> _Requirements_
Rewrite all of the data below as a numbered list with one line per entry, leaving out any blank lines.

(Dataset rows showing where objects appear)
* Begin *

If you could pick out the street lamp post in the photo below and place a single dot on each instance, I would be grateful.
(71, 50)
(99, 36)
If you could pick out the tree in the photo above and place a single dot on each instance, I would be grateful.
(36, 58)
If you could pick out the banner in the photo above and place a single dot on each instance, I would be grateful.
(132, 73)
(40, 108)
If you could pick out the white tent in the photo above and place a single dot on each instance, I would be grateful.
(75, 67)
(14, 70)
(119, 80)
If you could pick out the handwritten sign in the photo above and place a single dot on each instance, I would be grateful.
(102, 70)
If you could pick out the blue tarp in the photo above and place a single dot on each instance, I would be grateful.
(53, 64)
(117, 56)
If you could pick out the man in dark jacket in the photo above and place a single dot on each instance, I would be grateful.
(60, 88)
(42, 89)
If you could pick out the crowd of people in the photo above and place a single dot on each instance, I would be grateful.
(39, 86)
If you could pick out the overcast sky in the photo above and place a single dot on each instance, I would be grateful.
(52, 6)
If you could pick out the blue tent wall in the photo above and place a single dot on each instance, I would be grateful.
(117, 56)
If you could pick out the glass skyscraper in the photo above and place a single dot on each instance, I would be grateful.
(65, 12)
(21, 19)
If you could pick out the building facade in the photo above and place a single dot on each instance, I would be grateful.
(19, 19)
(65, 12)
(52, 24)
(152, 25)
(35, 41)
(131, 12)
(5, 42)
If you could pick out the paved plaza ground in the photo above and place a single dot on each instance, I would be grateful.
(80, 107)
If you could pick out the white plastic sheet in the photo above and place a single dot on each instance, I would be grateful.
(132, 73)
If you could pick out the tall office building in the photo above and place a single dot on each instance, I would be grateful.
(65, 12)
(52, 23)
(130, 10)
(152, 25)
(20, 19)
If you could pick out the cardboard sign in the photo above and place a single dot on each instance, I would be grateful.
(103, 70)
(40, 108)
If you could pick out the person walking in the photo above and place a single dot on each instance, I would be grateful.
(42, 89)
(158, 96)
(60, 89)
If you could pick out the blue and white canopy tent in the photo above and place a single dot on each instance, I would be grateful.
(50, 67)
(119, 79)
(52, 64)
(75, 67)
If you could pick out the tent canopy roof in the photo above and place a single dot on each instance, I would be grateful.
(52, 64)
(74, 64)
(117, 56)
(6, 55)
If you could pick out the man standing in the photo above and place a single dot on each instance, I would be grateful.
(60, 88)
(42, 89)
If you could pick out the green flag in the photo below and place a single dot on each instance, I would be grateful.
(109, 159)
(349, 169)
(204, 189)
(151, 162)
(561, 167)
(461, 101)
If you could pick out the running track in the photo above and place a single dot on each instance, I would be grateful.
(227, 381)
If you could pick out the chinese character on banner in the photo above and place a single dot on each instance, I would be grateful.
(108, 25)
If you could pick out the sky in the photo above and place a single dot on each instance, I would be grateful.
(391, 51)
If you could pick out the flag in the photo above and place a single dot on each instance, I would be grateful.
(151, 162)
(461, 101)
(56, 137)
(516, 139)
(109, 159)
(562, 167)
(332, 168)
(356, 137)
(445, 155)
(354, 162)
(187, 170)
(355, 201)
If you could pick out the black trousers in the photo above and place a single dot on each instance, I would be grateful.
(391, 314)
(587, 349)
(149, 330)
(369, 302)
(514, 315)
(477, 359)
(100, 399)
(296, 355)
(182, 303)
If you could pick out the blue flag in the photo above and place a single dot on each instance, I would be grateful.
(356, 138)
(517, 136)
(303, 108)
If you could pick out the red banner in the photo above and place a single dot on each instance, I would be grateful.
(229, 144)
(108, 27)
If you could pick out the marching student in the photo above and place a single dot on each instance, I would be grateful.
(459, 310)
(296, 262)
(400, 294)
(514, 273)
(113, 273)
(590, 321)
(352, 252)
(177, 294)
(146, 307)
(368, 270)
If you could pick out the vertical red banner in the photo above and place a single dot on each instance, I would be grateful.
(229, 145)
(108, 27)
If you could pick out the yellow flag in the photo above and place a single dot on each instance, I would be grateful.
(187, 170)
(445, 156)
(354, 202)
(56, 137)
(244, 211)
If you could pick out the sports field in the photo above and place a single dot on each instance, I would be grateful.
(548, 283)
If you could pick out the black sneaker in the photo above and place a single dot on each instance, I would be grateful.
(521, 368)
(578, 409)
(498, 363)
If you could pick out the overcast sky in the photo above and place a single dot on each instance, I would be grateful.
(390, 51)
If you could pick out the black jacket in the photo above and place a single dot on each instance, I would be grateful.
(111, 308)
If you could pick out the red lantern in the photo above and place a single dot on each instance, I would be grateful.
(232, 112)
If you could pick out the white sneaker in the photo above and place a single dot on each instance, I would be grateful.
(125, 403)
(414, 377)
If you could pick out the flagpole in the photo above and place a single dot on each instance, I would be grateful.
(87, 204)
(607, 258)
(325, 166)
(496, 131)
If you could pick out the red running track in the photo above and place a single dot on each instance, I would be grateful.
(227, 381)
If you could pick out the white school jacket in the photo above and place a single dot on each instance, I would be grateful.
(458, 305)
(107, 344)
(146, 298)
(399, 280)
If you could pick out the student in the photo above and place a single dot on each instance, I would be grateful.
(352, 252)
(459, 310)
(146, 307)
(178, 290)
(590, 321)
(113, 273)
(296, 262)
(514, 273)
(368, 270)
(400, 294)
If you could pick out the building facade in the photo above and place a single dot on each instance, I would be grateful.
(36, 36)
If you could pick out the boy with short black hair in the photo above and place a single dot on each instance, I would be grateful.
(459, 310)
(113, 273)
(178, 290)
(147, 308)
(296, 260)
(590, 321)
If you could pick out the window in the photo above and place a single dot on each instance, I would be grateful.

* End *

> _Problem solution_
1. If you could pick out the street lamp post in the photo below and place a single dot on each instance, I would be grateful.
2. (71, 50)
3. (99, 36)
4. If you could pick out the tree in the photo above and place a single dot on each instance, I would be grateful.
5. (36, 58)
6. If you could pick out the banner in the photo above and place a single dot on each instance, I would be grateful.
7. (132, 73)
8. (40, 108)
9. If you could pick out the white tent in the photo above and place a single dot on each instance, I would be grateful.
10. (75, 67)
11. (14, 70)
12. (119, 80)
13. If you could pick out the handwritten sign in the photo above and place a single dot on each instance, I would be grateful.
14. (102, 70)
15. If you could pick out the blue tarp in the photo above and place a single dot on each instance, I would be grateful.
16. (53, 64)
17. (117, 56)
18. If you could pick out the man in dark jacket in the photo above and place a single dot on each instance, I would be grateful.
19. (60, 88)
20. (42, 89)
21. If you could pick out the crowd of people in the photo above and place a single dot on each instance, I would be grateful.
22. (39, 86)
23. If you could pick out the overcast sky in the photo above and place a single dot on each instance, I would be grateful.
24. (52, 6)
25. If you could pick out the blue tent wall in the photo above and place a single dot on each instance, I would be grateful.
26. (117, 56)
27. If you could pick out the glass skyscraper in the photo above and place a single dot on each instance, I would be grateful.
28. (65, 12)
29. (21, 19)
30. If you could pick out the building facade in the photo above and place a single dot on each instance, I would be grateful.
31. (19, 19)
32. (65, 12)
33. (52, 24)
34. (152, 25)
35. (35, 41)
36. (131, 12)
37. (5, 42)
38. If you could pick out the paved plaza ground in the photo above and place a single dot on each instance, I would be grateful.
39. (80, 107)
40. If you could pick out the white plastic sheet in the photo above and place a single dot on each instance, I would be grateful.
41. (132, 73)
42. If you could pick out the tall office building in the photo above and place a single dot on each instance, I would be grateful.
43. (65, 12)
44. (52, 23)
45. (130, 10)
46. (152, 25)
47. (20, 19)
48. If you could pick out the cardboard sign in the photo above and place a single dot on each instance, I would be grateful.
49. (103, 70)
50. (40, 108)
51. If you could pick out the person walking in the photo above and place a single dot on each instance, I would be grateful.
52. (42, 89)
53. (158, 96)
54. (60, 89)
55. If you could pick out the blue and white canopy tent in the photo above and place a single dot on each instance, I would be grateful.
56. (50, 67)
57. (119, 79)
58. (52, 64)
59. (75, 67)
60. If you could pick out the tent canopy roof in the photo above and place a single dot on each instance, I would be grateful.
61. (52, 64)
62. (74, 64)
63. (117, 56)
64. (6, 55)
65. If you could pick out the man standing in the photo above and place a single dot on each instance, I would be grateful.
66. (60, 88)
67. (42, 89)
68. If you could pick out the green flag in the photo below and place a single dot on each instance, I would be grateful.
69. (109, 159)
70. (349, 169)
71. (204, 189)
72. (151, 162)
73. (561, 167)
74. (461, 101)
75. If you could pick out the running track in the photo above and place a single dot on each instance, I would be grateful.
76. (227, 381)
77. If you could pick out the chinese character on banner in the photo above and place a single dot on each instance, I would be grateful.
78. (108, 25)
79. If you could pick out the sky in the photo above and place a single dot on each instance, I would be grateful.
80. (391, 51)
81. If you could pick out the flag in the photo above and place a single dot on each instance, I would be grateful.
82. (151, 162)
83. (461, 101)
84. (56, 137)
85. (516, 139)
86. (109, 159)
87. (562, 167)
88. (332, 168)
89. (356, 137)
90. (445, 155)
91. (354, 162)
92. (187, 170)
93. (355, 201)
94. If you could pick out the black trousers in the photo above and place a single dot on each instance, I would be grateful.
95. (391, 314)
96. (587, 349)
97. (149, 330)
98. (369, 302)
99. (514, 315)
100. (477, 359)
101. (100, 399)
102. (296, 355)
103. (182, 303)
104. If you could pick out the blue flag in the photo above and place a single dot on each instance, I would be grateful.
105. (356, 138)
106. (517, 136)
107. (303, 108)
108. If you could pick out the red banner in the photo above and place a single dot on each instance, I would be grateful.
109. (229, 144)
110. (108, 27)
111. If you could pick out the marching student in the photo above and place a single dot on each instance, I would be grateful.
112. (459, 310)
113. (296, 262)
114. (400, 294)
115. (514, 273)
116. (113, 273)
117. (590, 321)
118. (352, 252)
119. (177, 294)
120. (146, 307)
121. (368, 270)
122. If you could pick out the vertical red banner in the photo above and place a single dot on each instance, I would be grateful.
123. (229, 145)
124. (108, 27)
125. If you could pick out the yellow flag in the photo above and place a single dot on each instance, I would be grateful.
126. (187, 170)
127. (445, 156)
128. (354, 202)
129. (56, 137)
130. (244, 211)
131. If you could pick out the sports field in the photo above and place a single dot on each instance, I would be grateful.
132. (548, 283)
133. If you could pick out the black sneaker in the photo above and place a single dot on each instance, I would be grateful.
134. (521, 368)
135. (578, 409)
136. (498, 363)
137. If you could pick out the overcast sky in the photo above and place a single dot on each instance, I would be grateful.
138. (390, 51)
139. If you could pick out the black jacket in the photo above and place a single dot on each instance, I would be grateful.
140. (111, 308)
141. If you could pick out the red lantern in the photo above and place a single dot on each instance, I would be grateful.
142. (232, 112)
143. If you could pick out the white sneaker in the photo above and place a single dot on each instance, I would be grateful.
144. (125, 403)
145. (414, 377)
146. If you could pick out the flagpole in the photo above and place a single dot on each instance, I would be grateful.
147. (87, 204)
148. (607, 258)
149. (325, 166)
150. (496, 131)
151. If you could pick out the red running track in the photo above and place a single dot on each instance, I would be grateful.
152. (227, 381)
153. If you could pick out the white school jacket in the photo above and place a single dot on each instance, I would be grateful.
154. (458, 305)
155. (107, 344)
156. (146, 298)
157. (399, 280)
158. If you could pick out the student in the photo above and place a single dot on each instance, I would be grateful.
159. (352, 252)
160. (459, 310)
161. (146, 307)
162. (178, 290)
163. (590, 321)
164. (113, 273)
165. (296, 262)
166. (514, 273)
167. (368, 270)
168. (400, 294)
169. If you could pick out the building facade in the photo above and place a single dot on each instance, I would be grateful.
170. (36, 36)
171. If you could pick out the boy with short black hair in the photo above and place a single dot on each instance, I would be grateful.
172. (459, 310)
173. (113, 273)
174. (178, 290)
175. (147, 308)
176. (296, 260)
177. (590, 321)
178. If you could pick out the window in the photo above and place a single dot on each instance, I would be grateful.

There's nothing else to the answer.